» **Direction 1**
Give the records again from the line containing "Field-scouting task: mark every instance of the coach" through the end of the records, inclusive, swapping "platform surface" for "platform edge" and leaving everything else unchanged.

» **Reading text**
-- Start --
Thinking About The Game: Are We Looking at the Minor League Pay Issue in the Right Context?

Dunkin' Donuts Park, Hartford, CT - Photo credit Scott Greene, @Scotty_Ballgame on Twitter

Minor League Baseball players do not make much money. There is no denying that fact. In the last several years, more and more people have begun to lobby for an increase in minor league pay. The arguments made are fairly consistent. People point out that minor league players lack the resources to eat or sleep properly or to take care of many other basic needs. They talk about how hard it is to be married and/or start a family. It’s also a fact that players are only paid during their minor league seasons and are on their own for Spring Training and for the offseason work that is required to develop their skills and keep themselves in shape.


Minor league teams and fans often do a lot to help their local players, but without doing a deep dive, there are other things that the higher pay arguments miss. If you’ve been to college, you likely know that young men between the ages of 18 and 25 don’t necessarily see eating and sleeping properly as high priorities, regardless of how much money they have. In addition, a large number of young people, wherever they might be, struggle financially while they try to establish themselves in their chosen careers. They get support from their families, they take second (and third) jobs, their spouses work to support the family if they choose to get married. In short, minor league baseball players are not in a significantly different situation than vast segments of young people in other areas.

Again, that’s not a to say there are not points to be made on both sides, but the purpose here is to see this from another point of view, so it is not productive to go down every rabbit hole and try to answer every argument. While the case for higher minor league pay often takes on a minimum wage tint, it is very difficult to determine hours in this case if you compare it to people in other minimum wage jobs.

In the end the argument seems to be an example of what is becoming the new national pastime. That is finding people who we feel don’t have enough money and matching them up with people we feel have too much and trying to facilitate an exchange. Too often, those who propose these exchanges take a simplistic view of the situation, often ignoring or, worse, not stopping to consider what they don’t know and the intricate complexity of what they do know. A bigger problem is that, even when there is some agreement, it’s usually not going to be seen as sufficient. A great example of this principle is that the Blue Jays have announced that they are going to increase minor league pay by 50% and the reaction from the other side has been, ‘it’s about time, but that’s not enough.’

Minor league baseball is not an entry level, minimum wage position. It’s not a career that people aspire to or wind up doing for 15-20 years. It’s much more of an internship where every player has the chance to learn and develop the skills necessary to perform at the highest level. It’s actually a lot more like ‘baseball college’ than anything else, where players get their bachelors, masters and doctorates in baseball to try to move up to the highest point on the baseball career ladder.

Comparing it to other careers, then; when you are an entry level bank teller, you are not learning the skills you need to eventually become the CEO of the bank. The minimum wage argument doesn’t really seem to translate.

In the proper context, MiLB players might actually have it better than people of similar status in other segments of the entertainment and sports industries. Minor league players have much more in common with actors/actresses, musicians, writers and those types of professions. People trying to reach the top in those walks of life don’t get any stipends from their industries, which are just as financially successful as MLB. People trying to get to the top of those professions take whatever jobs they can find with hours flexible enough to allow them to chase their dreams. They pay for their own coaches and training. They practice on their own time without compensation.
-- End --
» **Direction 2**
Carry on the essay about minor league baseball pay from the point where it stops.

» **Data supplied**
-- Start --
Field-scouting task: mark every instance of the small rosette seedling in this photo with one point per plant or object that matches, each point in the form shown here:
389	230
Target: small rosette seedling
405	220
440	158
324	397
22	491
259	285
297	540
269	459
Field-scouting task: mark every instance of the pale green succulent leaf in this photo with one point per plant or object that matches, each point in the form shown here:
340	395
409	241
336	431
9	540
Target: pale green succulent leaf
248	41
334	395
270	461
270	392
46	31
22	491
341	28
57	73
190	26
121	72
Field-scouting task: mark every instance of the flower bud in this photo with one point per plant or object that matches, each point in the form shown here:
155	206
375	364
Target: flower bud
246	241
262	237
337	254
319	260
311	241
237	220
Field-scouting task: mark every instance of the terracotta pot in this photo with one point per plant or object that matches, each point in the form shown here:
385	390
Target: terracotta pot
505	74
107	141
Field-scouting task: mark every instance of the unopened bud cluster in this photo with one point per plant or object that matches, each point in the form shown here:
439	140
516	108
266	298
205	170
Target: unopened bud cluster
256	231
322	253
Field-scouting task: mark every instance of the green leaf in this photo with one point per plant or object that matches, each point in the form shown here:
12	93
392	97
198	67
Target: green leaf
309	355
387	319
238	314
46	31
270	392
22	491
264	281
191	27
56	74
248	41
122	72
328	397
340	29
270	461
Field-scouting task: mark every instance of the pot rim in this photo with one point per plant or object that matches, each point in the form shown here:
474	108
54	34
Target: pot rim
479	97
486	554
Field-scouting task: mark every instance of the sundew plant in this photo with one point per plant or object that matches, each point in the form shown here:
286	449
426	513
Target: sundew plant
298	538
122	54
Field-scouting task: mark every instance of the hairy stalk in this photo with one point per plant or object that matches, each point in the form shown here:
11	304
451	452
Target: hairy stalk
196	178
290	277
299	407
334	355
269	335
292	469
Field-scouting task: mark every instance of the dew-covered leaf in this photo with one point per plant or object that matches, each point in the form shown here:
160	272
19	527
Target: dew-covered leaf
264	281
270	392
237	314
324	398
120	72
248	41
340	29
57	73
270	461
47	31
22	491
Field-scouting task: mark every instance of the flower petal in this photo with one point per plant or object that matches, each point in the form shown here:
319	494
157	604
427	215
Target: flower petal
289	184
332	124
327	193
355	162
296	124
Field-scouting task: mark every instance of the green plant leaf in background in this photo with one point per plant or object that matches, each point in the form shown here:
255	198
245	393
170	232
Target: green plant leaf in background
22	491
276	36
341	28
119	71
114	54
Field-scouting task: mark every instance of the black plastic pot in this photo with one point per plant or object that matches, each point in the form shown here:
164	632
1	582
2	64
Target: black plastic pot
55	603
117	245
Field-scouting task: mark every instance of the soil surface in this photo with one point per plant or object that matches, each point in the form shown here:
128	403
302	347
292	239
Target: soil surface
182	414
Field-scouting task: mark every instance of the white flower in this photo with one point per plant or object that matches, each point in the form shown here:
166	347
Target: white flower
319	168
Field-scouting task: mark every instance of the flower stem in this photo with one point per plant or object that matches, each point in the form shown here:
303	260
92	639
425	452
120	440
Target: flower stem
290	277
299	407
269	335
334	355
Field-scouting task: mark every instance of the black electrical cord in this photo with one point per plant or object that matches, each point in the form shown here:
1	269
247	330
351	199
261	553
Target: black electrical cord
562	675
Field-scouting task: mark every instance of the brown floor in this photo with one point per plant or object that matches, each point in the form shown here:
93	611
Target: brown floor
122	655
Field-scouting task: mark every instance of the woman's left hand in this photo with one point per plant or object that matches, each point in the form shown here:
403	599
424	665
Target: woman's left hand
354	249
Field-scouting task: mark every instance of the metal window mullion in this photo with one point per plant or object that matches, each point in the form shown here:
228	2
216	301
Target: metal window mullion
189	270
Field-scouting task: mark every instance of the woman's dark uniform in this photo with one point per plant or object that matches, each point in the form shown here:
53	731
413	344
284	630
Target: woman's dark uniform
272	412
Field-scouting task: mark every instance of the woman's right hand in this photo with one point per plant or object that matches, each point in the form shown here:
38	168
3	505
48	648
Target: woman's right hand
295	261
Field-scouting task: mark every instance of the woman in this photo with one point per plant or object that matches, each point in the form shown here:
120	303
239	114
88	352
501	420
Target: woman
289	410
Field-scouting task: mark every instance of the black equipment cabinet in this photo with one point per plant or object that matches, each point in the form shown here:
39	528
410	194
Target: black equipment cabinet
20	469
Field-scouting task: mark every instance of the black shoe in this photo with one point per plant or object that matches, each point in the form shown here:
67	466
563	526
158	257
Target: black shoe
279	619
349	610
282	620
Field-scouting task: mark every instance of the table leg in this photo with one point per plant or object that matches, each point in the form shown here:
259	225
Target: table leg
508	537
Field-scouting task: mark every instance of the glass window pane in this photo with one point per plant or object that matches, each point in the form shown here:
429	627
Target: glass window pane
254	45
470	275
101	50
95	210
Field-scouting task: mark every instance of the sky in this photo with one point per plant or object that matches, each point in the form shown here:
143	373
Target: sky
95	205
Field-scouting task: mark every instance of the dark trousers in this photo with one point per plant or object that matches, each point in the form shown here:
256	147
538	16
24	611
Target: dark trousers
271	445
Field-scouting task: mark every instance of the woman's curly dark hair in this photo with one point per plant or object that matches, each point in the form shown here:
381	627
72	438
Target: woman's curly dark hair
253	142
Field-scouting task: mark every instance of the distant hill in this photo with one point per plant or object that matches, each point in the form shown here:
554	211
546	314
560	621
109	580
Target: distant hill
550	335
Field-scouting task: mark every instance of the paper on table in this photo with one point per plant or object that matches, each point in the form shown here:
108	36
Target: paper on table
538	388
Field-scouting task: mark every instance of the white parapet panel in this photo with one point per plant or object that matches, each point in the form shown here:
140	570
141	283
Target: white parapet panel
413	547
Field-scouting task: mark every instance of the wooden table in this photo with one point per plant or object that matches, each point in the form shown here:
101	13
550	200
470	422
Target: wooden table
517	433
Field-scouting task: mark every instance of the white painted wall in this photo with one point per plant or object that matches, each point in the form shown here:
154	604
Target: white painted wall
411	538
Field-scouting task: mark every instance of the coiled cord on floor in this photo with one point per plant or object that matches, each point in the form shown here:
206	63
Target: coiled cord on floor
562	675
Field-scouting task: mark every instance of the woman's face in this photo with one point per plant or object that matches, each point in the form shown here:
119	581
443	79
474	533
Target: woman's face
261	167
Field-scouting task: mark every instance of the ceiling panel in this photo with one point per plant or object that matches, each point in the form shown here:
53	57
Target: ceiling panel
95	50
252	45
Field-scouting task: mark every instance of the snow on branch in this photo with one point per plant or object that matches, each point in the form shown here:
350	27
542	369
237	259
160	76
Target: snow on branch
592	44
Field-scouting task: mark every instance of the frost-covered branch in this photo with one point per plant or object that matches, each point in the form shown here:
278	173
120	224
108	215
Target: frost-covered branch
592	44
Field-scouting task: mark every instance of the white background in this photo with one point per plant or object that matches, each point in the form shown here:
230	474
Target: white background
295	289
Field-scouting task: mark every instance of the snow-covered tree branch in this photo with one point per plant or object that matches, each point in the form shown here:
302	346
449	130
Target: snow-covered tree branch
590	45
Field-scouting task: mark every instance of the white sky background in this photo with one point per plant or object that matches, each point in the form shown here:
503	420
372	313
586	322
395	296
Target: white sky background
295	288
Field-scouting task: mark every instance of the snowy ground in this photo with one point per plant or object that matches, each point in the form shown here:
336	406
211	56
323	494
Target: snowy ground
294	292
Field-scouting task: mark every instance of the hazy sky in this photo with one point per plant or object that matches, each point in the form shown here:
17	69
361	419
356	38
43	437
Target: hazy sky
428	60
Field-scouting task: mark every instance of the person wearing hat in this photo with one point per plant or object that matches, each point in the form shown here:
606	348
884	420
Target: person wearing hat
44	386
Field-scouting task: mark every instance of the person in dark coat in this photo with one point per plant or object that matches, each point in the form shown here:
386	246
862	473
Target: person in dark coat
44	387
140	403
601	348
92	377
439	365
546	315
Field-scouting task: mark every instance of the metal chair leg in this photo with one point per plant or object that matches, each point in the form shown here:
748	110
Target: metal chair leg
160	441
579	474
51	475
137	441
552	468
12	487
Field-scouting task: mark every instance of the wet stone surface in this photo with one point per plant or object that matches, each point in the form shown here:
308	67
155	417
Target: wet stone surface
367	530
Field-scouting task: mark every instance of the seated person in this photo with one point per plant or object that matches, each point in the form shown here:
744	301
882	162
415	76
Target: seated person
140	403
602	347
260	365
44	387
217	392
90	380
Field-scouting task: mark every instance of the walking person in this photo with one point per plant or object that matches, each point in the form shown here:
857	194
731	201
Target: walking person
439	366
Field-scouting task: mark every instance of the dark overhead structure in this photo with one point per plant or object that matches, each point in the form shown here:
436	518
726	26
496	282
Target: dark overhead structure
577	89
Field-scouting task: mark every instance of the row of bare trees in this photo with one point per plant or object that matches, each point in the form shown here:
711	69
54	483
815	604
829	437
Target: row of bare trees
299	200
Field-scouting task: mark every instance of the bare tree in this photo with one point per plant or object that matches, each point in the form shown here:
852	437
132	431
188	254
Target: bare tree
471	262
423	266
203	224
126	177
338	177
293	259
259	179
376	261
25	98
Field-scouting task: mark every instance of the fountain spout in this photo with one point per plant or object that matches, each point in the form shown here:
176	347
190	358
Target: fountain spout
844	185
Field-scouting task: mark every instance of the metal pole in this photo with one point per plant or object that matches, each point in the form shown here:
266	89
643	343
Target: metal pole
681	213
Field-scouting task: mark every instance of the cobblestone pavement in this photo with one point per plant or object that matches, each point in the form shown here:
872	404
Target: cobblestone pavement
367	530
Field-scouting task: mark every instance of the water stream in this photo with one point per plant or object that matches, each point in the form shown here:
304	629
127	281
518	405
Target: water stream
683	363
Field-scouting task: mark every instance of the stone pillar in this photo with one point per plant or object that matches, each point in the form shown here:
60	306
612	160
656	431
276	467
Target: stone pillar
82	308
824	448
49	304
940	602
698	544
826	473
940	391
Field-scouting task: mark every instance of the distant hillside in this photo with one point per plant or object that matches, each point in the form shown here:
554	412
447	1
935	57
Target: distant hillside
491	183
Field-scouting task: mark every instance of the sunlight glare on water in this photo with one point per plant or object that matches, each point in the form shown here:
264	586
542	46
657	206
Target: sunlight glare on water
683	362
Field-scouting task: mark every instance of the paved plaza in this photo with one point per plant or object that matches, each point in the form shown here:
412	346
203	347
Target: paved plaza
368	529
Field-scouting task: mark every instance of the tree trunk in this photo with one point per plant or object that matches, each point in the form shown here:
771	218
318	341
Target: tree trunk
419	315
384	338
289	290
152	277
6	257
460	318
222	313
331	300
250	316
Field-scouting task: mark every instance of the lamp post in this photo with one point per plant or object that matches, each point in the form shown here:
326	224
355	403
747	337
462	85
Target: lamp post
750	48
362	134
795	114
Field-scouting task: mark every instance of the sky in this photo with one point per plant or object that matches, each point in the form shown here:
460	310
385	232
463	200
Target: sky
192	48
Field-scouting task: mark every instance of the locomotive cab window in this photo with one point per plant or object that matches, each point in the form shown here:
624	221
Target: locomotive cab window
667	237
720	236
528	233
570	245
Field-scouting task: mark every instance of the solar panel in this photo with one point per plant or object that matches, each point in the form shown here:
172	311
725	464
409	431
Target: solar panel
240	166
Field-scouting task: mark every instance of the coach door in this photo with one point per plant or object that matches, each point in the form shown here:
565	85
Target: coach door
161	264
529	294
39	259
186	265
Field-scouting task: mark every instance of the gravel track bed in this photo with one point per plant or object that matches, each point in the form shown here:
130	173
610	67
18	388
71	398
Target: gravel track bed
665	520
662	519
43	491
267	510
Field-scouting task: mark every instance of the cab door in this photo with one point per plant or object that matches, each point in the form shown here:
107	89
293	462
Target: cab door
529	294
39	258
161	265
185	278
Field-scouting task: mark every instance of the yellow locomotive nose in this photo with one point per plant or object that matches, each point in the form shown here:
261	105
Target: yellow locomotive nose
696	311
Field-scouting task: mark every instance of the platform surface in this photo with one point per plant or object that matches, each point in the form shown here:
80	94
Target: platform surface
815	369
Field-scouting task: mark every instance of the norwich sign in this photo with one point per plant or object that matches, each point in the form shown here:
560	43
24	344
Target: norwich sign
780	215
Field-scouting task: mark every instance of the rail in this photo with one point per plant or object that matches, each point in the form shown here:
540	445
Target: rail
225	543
-- End --
» **Task output 1**
Field-scouting task: mark every instance of the coach door in this photo with one point per plant or object that matches, each point in the form shown here:
565	85
Target: coach door
161	264
529	294
39	259
186	265
Field-scouting task: mark every instance of the gravel track bed in this photo with one point per plant or object that matches, each point in the form shown here:
130	173
610	67
18	388
71	398
Target: gravel track bed
665	520
662	519
43	491
267	510
Field-scouting task: mark every instance of the cab door in this photo with one point per plant or object that matches, each point in the form shown here:
107	89
293	462
Target: cab door
529	294
39	258
161	265
185	278
Field-scouting task: mark every instance of the yellow locomotive nose in this photo with one point per plant or object that matches, each point in the form shown here:
261	105
Target: yellow locomotive nose
696	311
Field-scouting task: mark every instance of the platform edge in this photo with one point per plant or object that matches, each point in the form shown here:
80	94
Target: platform edge
815	369
Field-scouting task: mark every instance of the norwich sign in this photo with one point per plant or object that matches, each point in the form shown here:
560	43
24	344
Target: norwich sign
780	215
Field-scouting task: mark every instance of the rail in this photo with one point per plant or object that matches, each point in the form shown here:
540	445
Target: rail
225	543

» **Task output 2**
Sticking just to other sports, there are those who try to reach the top of the professional golf, tennis or even poker world. They travel from event to event, sometimes living out of their vehicles, playing on the smallest of tours for the smallest of stakes, hoping to hit it big. Again, there are no stipends and they’ve gotten no signing bonuses, though some can occasionally get some small sponsorships.

Getting much closer to home, it is almost unbelievable to think of the disingenuousness by the many internet sites that post their opinions about how unfair MLB owners are to their young minor league players as they are doing the exact same thing to many of their writers. Most of those writers make little or no money to spend long hours traveling to and from games, watching games and/or writing about baseball to make money for those sites. In spite of that example being an almost perfect picture of how minor league players are treated, it turns out that it is a lot easier to tell other people how they should spend their money or treat their employees than it is to do what you say you think is ‘the right thing’ yourself.

In the end this is also an example of our society’s trend toward not wanting to hold people responsible for the consequences of their decisions. We do it out of a sense of what we feel is compassion, but in reality we are really keeping people from growing, learning and maturing.

And that may just be the answer to the MiLB pay question; players making better decisions for themselves. Rather than complaining about how it’s impossible to live on a MiLB salary, players might choose to take their talents elsewhere into other walks of life. MLB owners need ‘organizational depth’ to be able to field teams so their best prospects can gain the experience necessary to contribute to the big club. Right now, there is plenty of cheap and willing labor. If enough players start choosing to do something else, the free market could quite possibly take care of minor league pay all by itself.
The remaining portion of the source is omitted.